- **Prompt**: Retype the material that follows, keeping every word as it is.

- **Record excerpts**:
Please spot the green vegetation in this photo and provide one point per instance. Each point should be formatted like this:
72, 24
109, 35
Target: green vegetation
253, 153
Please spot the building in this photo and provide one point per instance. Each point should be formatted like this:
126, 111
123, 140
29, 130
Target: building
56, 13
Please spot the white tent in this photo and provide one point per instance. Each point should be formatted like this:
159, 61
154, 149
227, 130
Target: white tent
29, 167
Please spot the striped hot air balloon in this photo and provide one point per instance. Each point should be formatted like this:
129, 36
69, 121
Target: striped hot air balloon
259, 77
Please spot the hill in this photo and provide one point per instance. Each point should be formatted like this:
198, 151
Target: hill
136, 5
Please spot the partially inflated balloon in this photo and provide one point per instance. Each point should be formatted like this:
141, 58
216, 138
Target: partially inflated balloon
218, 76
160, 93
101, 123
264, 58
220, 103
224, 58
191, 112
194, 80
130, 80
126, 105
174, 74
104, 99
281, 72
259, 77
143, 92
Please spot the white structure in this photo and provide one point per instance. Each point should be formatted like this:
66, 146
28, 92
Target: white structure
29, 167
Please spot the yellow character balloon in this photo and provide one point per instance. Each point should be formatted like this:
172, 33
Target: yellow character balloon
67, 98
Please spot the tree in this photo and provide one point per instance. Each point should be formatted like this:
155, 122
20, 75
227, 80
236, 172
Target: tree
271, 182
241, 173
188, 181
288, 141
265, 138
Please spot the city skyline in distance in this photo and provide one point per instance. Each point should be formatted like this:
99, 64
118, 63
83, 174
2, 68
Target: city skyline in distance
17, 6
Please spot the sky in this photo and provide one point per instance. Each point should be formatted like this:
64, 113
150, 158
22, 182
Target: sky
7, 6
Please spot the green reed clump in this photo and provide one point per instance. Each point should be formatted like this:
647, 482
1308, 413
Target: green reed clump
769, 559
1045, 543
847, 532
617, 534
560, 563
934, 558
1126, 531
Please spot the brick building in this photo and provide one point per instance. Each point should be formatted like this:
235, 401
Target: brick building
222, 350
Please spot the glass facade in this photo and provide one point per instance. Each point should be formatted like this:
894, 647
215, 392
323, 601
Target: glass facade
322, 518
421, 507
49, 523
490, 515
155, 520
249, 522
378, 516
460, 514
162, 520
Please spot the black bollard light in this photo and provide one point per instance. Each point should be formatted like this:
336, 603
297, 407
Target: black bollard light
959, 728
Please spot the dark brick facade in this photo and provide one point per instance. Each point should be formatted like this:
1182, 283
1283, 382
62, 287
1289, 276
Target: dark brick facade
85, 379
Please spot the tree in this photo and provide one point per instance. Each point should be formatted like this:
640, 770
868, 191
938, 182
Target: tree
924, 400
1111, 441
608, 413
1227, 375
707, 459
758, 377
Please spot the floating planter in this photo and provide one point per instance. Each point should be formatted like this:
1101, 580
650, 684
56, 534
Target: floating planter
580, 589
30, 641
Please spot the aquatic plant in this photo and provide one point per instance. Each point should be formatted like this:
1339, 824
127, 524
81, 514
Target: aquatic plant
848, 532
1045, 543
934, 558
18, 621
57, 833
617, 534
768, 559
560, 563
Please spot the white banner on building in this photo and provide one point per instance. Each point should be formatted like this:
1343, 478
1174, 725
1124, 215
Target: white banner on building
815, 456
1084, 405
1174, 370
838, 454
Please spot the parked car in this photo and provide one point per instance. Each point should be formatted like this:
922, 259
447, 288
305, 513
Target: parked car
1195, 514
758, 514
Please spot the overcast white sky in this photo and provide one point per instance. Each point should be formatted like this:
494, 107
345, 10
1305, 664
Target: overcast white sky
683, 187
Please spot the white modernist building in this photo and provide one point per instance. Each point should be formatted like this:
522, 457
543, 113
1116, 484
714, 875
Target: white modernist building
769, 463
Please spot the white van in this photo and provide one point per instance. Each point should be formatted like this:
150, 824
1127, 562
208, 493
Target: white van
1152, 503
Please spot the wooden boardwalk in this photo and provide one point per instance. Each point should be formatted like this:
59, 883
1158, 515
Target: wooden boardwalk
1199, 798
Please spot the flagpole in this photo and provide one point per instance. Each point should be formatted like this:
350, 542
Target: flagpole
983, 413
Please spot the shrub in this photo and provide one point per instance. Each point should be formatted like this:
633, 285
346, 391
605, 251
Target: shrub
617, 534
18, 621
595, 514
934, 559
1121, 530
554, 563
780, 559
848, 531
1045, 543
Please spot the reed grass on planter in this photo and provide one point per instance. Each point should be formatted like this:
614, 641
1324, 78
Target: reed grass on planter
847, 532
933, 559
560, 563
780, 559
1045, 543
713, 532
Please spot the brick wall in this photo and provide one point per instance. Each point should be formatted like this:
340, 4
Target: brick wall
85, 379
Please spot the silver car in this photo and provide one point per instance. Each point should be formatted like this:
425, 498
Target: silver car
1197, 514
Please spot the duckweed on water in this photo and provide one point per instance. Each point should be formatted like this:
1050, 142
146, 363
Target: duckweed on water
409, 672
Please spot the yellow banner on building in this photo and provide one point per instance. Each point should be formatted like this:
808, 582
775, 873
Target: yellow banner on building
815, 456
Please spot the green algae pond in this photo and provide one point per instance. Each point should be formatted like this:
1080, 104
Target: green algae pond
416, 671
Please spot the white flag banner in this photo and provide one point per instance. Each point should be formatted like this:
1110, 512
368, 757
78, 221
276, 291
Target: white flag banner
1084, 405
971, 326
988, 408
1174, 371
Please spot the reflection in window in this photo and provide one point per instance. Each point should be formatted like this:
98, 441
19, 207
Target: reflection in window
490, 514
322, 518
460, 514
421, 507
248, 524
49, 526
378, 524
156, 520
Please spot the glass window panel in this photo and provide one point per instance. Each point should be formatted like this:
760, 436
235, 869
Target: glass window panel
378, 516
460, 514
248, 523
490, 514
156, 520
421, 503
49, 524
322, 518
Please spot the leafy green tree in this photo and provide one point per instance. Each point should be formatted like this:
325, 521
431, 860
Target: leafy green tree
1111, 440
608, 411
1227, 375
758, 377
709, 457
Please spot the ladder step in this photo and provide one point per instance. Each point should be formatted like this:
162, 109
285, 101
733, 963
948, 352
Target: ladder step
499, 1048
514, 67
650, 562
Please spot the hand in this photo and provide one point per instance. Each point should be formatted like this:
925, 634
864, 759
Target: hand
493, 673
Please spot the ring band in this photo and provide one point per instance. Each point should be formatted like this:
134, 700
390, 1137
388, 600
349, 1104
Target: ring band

- **Final result**:
Please spot the green vegetation in this photo and provide one point per instance. Each point should be formatted like this:
72, 24
109, 35
Target: green vegetation
253, 153
Please spot the building in this photo and provide one point per instance. Each point should be formatted like this:
126, 111
123, 140
29, 130
Target: building
56, 13
Please spot the white tent in this photo and provide one point per instance. Each point should be formatted like this:
159, 61
154, 149
227, 130
Target: white tent
29, 167
Please spot the striped hot air balloon in this photo and provide one point per instance. Each point should be formatted like this:
129, 36
69, 121
Target: striped hot air balloon
259, 77
Please spot the hill in this photo and provide one point per instance. Each point should be formatted like this:
198, 151
Target: hill
136, 5
Please spot the partially inflated balloon in this photo and provide one point per instance. Each point should be formatted like this:
141, 58
216, 138
Target: partially inflated balloon
218, 76
160, 93
101, 123
264, 58
220, 103
224, 58
191, 112
194, 80
130, 80
126, 105
174, 74
104, 99
281, 72
259, 77
143, 92
Please spot the white structure in this photo and provide one point per instance. Each point should be formatted like this:
66, 146
28, 92
Target: white structure
29, 167
Please spot the yellow character balloon in this photo and provide one point per instance. Each point should be formatted like this:
172, 33
Target: yellow character balloon
67, 98
Please spot the tree in this photo and provide one point per instance. Each point should be formatted like this:
155, 122
20, 75
227, 80
236, 172
Target: tree
271, 182
241, 173
188, 181
288, 141
265, 138
Please spot the city skyline in distance in this photo and provide one point per instance. Each point should be formatted like this:
99, 64
118, 63
83, 174
2, 68
Target: city skyline in distance
17, 6
Please spot the sky in this photo and provide one point per instance. Each point should be formatted like this:
64, 113
150, 158
22, 182
Target: sky
7, 6
Please spot the green reed clump in this photo and provide one point per instance. Each point should be formatted like this:
647, 482
1308, 413
Target: green reed clump
769, 559
1045, 543
847, 532
617, 534
560, 563
934, 558
1126, 531
Please spot the brick building in this photo and provide one point per instance. Each point should be formatted like this:
235, 401
Target: brick building
222, 350
Please spot the glass facade in this photo and provide one point per instance. Each point should be formatted like this:
894, 647
215, 392
323, 601
Target: glass facade
322, 518
421, 507
49, 523
490, 515
155, 520
249, 522
378, 516
460, 514
162, 520
Please spot the black bollard light in this photo and provide one point per instance. Each point should be formatted like this:
336, 603
297, 407
Target: black bollard light
959, 728
Please spot the dark brick facade in this photo and provide one point per instance. Each point should be formatted like this:
1182, 283
1283, 382
62, 287
1289, 276
Target: dark brick facade
85, 379
Please spot the tree in this photo and provide one point per instance. Each point should be formatted like this:
640, 770
868, 191
938, 182
Target: tree
924, 400
1111, 441
608, 413
1227, 375
707, 459
758, 377
Please spot the floating planter in this photo and provide one point per instance. Each point should be formatted like this:
1101, 580
650, 684
56, 534
Target: floating planter
580, 589
30, 641
Please spot the aquatic plant in this photo and provide one point per instance. Each point should be formatted like this:
1339, 824
127, 524
81, 514
Target: aquatic plant
848, 532
1045, 543
934, 558
18, 621
57, 833
617, 534
768, 559
560, 563
Please spot the white banner on building in this photo and provide one point per instance. Each point should be formatted like this:
1343, 478
1174, 725
1124, 215
Target: white banner on building
815, 456
1084, 405
1174, 370
838, 454
Please spot the parked car in this photo and provide one point per instance. Each point should be formatted like this:
922, 259
447, 288
305, 513
Target: parked car
1195, 514
758, 514
Please spot the overcast white sky in this photo and provide one point per instance. Each point should be formatted like this:
494, 107
345, 10
1305, 664
Target: overcast white sky
683, 187
Please spot the white modernist building in this photo and provide one point per instance. Each point should be formatted like this:
522, 457
543, 113
1116, 484
714, 875
Target: white modernist building
769, 463
Please spot the white van in this photo and provide one point per instance. Each point should be formatted like this:
150, 824
1127, 562
208, 493
Target: white van
1152, 503
Please spot the wooden boardwalk in this photo and provide one point per instance. Each point should be formatted like this:
59, 883
1158, 515
Target: wooden boardwalk
1199, 798
Please spot the flagpole in this photo and provide one point per instance. Each point should be formatted like this:
350, 542
Target: flagpole
983, 413
Please spot the shrub in this photo and provide one point per instance. Each point should be formatted like this:
633, 285
346, 391
605, 251
Target: shrub
617, 534
18, 621
595, 514
934, 559
1121, 530
554, 563
780, 559
848, 531
1045, 543
Please spot the reed grass on planter in this photo and provide one point per instance. Each point should be formatted like this:
614, 641
1324, 78
Target: reed grass on planter
847, 532
933, 559
560, 563
780, 559
1045, 543
713, 532
Please spot the brick wall in this photo and provide one point per instance. Each point should be formatted like this:
340, 4
Target: brick wall
85, 379
Please spot the silver car in this photo and provide one point per instance. Each point should be formatted like this:
425, 498
Target: silver car
1197, 514
Please spot the duckweed on water in this photo and provide one point per instance. Each point should be formatted like this:
1050, 142
146, 363
Target: duckweed on water
409, 672
Please spot the yellow banner on building in this photo and provide one point per instance. Each point should be formatted like this:
808, 582
775, 873
Target: yellow banner on building
815, 456
Please spot the green algae pond in this photo and provide one point per instance. Each point should be formatted like this:
1080, 104
Target: green algae pond
416, 671
Please spot the white flag banner in this photo and provide one point per instance. Each point should be formatted like this:
1110, 512
368, 757
78, 221
276, 291
Target: white flag banner
1084, 405
971, 326
988, 408
1174, 371
Please spot the reflection in window in this photo and provide one point per instance. Each point should be formatted like this:
98, 441
19, 207
Target: reflection in window
490, 514
322, 518
460, 514
421, 507
248, 524
49, 526
378, 524
156, 520
Please spot the glass window panel in this photo and provide one point per instance. Each point should be formatted like this:
760, 436
235, 869
Target: glass window panel
378, 516
460, 514
248, 523
490, 514
156, 520
421, 503
49, 524
322, 518
Please spot the leafy green tree in this photo and provide one point per instance. Each point should be formatted like this:
325, 521
431, 860
Target: leafy green tree
1111, 440
608, 411
1227, 375
758, 377
709, 457
Please spot the ladder step in this photo and provide one point per instance. Each point should be formatted like this:
162, 109
285, 101
733, 963
948, 352
Target: ladder step
499, 1048
514, 67
650, 562
Please spot the hand in this photo and provide one point per instance. Each point should be formatted like this:
925, 634
864, 759
Target: hand
493, 673
Please spot the ring band in this photo and provide one point per instance. Each point should be formatted like this:
134, 700
390, 1137
388, 600
349, 1104
Target: ring band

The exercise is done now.